> Task input
* begin *
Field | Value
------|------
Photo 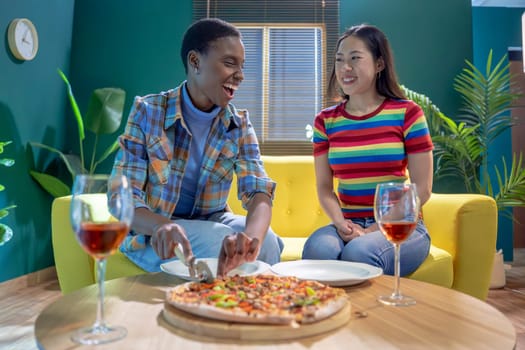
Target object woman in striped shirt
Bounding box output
[303,25,433,275]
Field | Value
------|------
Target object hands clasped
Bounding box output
[217,232,260,277]
[334,220,366,243]
[151,223,260,278]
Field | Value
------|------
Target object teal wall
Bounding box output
[66,0,192,172]
[0,0,74,282]
[340,0,472,115]
[472,6,525,261]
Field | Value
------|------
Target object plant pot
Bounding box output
[0,224,13,246]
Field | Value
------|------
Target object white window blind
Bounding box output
[193,0,339,155]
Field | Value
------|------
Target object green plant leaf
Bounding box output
[29,142,78,180]
[29,170,71,198]
[86,88,126,135]
[0,141,12,153]
[0,158,15,167]
[494,153,525,208]
[0,205,16,219]
[58,69,86,141]
[0,224,13,246]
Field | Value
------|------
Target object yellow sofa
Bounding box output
[52,156,497,299]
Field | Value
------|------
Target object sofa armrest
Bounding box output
[423,193,498,299]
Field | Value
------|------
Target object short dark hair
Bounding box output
[328,24,406,99]
[180,18,241,73]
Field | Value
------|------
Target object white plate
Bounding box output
[271,260,383,286]
[160,258,270,280]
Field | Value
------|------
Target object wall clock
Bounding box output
[7,18,38,61]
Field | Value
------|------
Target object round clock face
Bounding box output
[8,18,38,60]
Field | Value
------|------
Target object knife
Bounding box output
[174,245,214,283]
[174,244,197,278]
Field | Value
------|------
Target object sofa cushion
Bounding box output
[406,245,454,288]
[102,250,146,280]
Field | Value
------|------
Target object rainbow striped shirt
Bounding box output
[313,99,434,219]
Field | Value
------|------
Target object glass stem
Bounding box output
[93,258,106,328]
[392,243,401,298]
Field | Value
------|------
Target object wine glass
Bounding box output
[70,175,134,345]
[374,183,419,306]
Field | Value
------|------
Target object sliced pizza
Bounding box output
[166,275,348,324]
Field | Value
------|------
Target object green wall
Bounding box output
[0,0,74,282]
[472,6,525,261]
[66,0,192,172]
[340,0,472,115]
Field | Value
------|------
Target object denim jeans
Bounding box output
[120,212,283,272]
[303,218,430,276]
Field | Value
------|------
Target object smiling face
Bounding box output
[335,35,384,96]
[187,36,244,111]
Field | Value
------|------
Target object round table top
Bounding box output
[35,273,516,350]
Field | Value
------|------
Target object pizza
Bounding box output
[166,275,348,324]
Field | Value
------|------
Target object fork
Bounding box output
[174,245,214,283]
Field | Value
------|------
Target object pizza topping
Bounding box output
[168,275,347,323]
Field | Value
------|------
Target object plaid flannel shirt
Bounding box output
[112,85,276,227]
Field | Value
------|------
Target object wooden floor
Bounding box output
[0,248,525,350]
[487,248,525,350]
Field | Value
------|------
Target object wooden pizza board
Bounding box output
[162,302,351,340]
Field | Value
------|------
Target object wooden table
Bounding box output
[35,273,516,350]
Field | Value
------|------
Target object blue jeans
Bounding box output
[120,212,283,272]
[303,218,430,276]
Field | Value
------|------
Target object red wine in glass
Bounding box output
[374,183,419,306]
[70,175,134,345]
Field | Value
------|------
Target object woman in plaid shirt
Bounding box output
[112,19,283,276]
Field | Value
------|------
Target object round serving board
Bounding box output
[163,302,351,340]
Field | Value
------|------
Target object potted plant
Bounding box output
[29,69,126,197]
[0,141,16,246]
[403,50,525,212]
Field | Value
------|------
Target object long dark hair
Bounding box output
[327,24,407,99]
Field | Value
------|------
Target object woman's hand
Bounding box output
[217,232,260,278]
[151,223,193,261]
[334,220,365,243]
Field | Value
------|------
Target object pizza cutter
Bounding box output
[174,245,214,283]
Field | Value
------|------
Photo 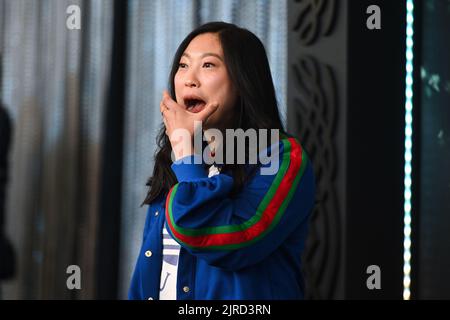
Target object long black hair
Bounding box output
[142,22,284,205]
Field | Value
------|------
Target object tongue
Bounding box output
[188,102,205,113]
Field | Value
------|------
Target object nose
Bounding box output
[184,68,200,88]
[185,79,199,88]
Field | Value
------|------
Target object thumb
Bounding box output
[198,102,219,121]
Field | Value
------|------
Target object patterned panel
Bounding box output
[289,0,342,299]
[293,0,336,46]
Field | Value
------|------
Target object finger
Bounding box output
[198,102,219,121]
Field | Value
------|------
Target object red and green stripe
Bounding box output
[166,138,308,250]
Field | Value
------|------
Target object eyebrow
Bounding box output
[181,52,223,61]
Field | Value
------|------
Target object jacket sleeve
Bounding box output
[166,138,315,271]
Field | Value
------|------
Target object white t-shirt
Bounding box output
[159,165,220,300]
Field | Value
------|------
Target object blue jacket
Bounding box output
[129,137,315,300]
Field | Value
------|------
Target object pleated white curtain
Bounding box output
[0,0,113,299]
[119,0,287,298]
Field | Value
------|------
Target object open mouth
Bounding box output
[184,99,206,113]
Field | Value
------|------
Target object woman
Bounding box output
[129,22,315,299]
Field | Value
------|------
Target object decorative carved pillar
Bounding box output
[287,0,406,299]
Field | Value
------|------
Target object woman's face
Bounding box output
[174,33,237,129]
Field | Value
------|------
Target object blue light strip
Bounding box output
* end *
> What you will do
Count the lines of the material above that contain the word "wooden", and give only that number.

> Expected answer
3